▸ **WORK REQUIRED**: Send back the records in full, character for character.

──────────────────────────────

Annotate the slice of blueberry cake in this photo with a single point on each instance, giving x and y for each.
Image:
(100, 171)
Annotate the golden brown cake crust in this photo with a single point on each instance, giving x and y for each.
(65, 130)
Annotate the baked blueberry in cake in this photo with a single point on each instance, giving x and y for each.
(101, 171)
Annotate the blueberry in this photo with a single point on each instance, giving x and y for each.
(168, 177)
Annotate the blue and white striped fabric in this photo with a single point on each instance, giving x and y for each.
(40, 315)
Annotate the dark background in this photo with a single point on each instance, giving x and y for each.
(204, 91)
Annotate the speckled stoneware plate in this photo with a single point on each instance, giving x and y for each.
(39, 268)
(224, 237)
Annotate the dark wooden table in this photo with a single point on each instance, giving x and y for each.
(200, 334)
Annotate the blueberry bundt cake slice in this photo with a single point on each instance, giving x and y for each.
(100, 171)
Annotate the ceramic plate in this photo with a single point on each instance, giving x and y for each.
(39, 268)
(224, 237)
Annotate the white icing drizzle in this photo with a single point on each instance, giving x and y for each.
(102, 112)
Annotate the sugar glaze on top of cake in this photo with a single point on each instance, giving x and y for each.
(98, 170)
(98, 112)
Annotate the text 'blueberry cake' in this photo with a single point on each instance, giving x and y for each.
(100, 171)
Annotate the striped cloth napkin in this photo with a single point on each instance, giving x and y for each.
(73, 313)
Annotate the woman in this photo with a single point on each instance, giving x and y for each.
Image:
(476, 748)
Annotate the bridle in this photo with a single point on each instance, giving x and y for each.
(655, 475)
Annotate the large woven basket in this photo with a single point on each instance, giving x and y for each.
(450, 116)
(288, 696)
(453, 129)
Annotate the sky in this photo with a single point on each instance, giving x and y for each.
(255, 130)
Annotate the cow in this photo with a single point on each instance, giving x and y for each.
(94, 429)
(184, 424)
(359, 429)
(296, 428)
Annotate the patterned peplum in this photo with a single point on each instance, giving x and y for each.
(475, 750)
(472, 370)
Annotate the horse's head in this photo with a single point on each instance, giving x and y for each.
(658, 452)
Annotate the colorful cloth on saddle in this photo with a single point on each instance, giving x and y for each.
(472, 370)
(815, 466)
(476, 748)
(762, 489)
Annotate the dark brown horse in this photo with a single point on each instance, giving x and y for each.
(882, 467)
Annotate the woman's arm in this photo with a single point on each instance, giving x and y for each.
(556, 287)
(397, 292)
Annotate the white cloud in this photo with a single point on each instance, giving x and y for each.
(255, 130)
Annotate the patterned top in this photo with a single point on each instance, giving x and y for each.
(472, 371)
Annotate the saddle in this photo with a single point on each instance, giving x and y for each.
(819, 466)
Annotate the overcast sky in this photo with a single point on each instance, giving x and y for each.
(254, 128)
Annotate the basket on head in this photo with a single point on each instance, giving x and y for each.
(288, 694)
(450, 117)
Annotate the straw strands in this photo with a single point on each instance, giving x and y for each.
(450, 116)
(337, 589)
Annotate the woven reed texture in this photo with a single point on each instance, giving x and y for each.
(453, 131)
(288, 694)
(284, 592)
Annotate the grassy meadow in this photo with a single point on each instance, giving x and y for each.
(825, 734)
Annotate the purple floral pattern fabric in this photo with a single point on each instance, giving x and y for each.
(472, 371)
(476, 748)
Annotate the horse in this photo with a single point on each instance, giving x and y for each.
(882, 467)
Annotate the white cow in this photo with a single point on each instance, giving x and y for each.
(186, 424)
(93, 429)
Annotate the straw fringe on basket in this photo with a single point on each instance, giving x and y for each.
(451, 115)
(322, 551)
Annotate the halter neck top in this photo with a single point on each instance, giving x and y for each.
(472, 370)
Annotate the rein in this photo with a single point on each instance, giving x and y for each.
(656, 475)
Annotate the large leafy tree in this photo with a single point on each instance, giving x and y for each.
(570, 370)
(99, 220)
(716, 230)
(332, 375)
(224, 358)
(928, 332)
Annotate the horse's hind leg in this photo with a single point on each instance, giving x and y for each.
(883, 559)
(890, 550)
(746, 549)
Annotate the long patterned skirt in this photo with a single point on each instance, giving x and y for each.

──────────────────────────────

▸ **TASK SOLUTION**:
Annotate the slice of blueberry cake in this photo with a single point on each instance, giving x and y for each.
Image:
(100, 171)
Annotate the golden brown cake crust in this photo with a single point on each instance, giving x and y for each.
(65, 130)
Annotate the baked blueberry in cake in this photo with a single point on each instance, giving x and y for each.
(101, 171)
Annotate the blueberry in this photo with a single point on each instance, giving x and y for each.
(168, 177)
Annotate the blue and white striped fabric in this photo with a single point on each instance, giving x and y for each.
(40, 315)
Annotate the dark background in this photo with a single point on each instance, giving x and y for each.
(204, 91)
Annotate the speckled stoneware plate in this photo with a single point on each instance, giving x and y for each.
(39, 268)
(224, 237)
Annotate the dark wooden table in this photo with a single point on each instance, giving x and y for each.
(200, 334)
Annotate the blueberry bundt cake slice in this photo with a single point on each instance, giving x and y for each.
(100, 171)
Annotate the ceramic plate in this photo with a single point on each instance, giving x and y for each.
(39, 268)
(224, 237)
Annotate the white icing drizzle in this photo with a single point on each instance, giving x and y for each.
(102, 112)
Annotate the sugar glaze on top of cake in this photo with a single point on each instance, giving x and y for each.
(98, 170)
(98, 112)
Annotate the text 'blueberry cake' in this photo with a single point on each instance, giving x and y for each.
(100, 171)
Annotate the striped cloth napkin in this photo with a single point on each instance, giving x and y for each.
(73, 313)
Annotate the woman in this photo with a single point on each instance, giving x and y for each.
Image:
(476, 748)
Annotate the bridle in this photo with a single point on each instance, giving x and y for each.
(655, 475)
Annotate the large woven basket in this photo with a single point on each instance, giving x and y for each.
(450, 116)
(288, 696)
(453, 129)
Annotate the sky in this photo with a single point on each instance, giving x and y for each.
(255, 130)
Annotate the cow in this photo with a single point on each instance, giving x and y for each.
(94, 429)
(184, 424)
(359, 429)
(296, 428)
Annotate the patterned peplum in this photo with a single point on each instance, giving x and y for each.
(475, 750)
(472, 370)
Annotate the horse's head in this photo with a single point on each instance, giving x and y for each.
(658, 452)
Annotate the colorful cloth on saddle in this photo with a single point on each instance, giving x and y for each.
(472, 370)
(815, 466)
(476, 748)
(762, 489)
Annotate the dark brown horse in this photo with a single point on each instance, giving x and y for each.
(882, 467)
Annotate the woman's arm in this photo with a single point on each instance, giving x and y for each.
(556, 287)
(397, 292)
Annotate the white cloud in this photo with a single point on each instance, giving x and y for each.
(255, 130)
Annotate the patterned top in this photo with a single point on each instance, giving x and y for each.
(472, 371)
Annotate the saddle in this photo with a single point on each instance, giving x and y for each.
(819, 466)
Annotate the overcast sky in this photo with a single point on each instance, giving x and y for each.
(254, 128)
Annotate the basket on head in this photo with a single point on each instance, giving x and y for each.
(288, 694)
(450, 117)
Annotate the straw strands in this photo with a single point on each instance, giving x and y for each.
(450, 116)
(337, 589)
Annotate the woven reed texture in this photo with a single point on each instance, giving x and y for each.
(453, 131)
(288, 694)
(284, 592)
Annotate the grassy meadow in this photo with a single point on each instance, giving x and y for each.
(825, 734)
Annotate the purple floral pattern fabric in this photo with a single point on each instance, giving x and y for each.
(472, 371)
(476, 748)
Annotate the horse in this photo with a single point on each instance, giving x and y for each.
(882, 467)
Annotate the white cow in this photo with a single point on each instance, giving x and y for each.
(186, 424)
(93, 429)
Annotate the straw fringe on basket in this photo with a single point on each instance, giving x and y for each.
(451, 115)
(322, 551)
Annotate the halter neck top in this photo with a single point on each instance, giving x and y for each.
(472, 370)
Annotate the rein in this photo with a single point on each instance, giving x and y for each.
(656, 475)
Annotate the large leafy tree in this photo with a single point on each instance, giving x and y for each.
(570, 370)
(99, 220)
(716, 230)
(332, 375)
(224, 358)
(928, 332)
Annotate the horse's hind leg in this photo with a single point on each instance, giving x and y for each.
(883, 559)
(890, 550)
(746, 549)
Annotate the long patterned skirt in this photo with a single point on each instance, giving x and y for each.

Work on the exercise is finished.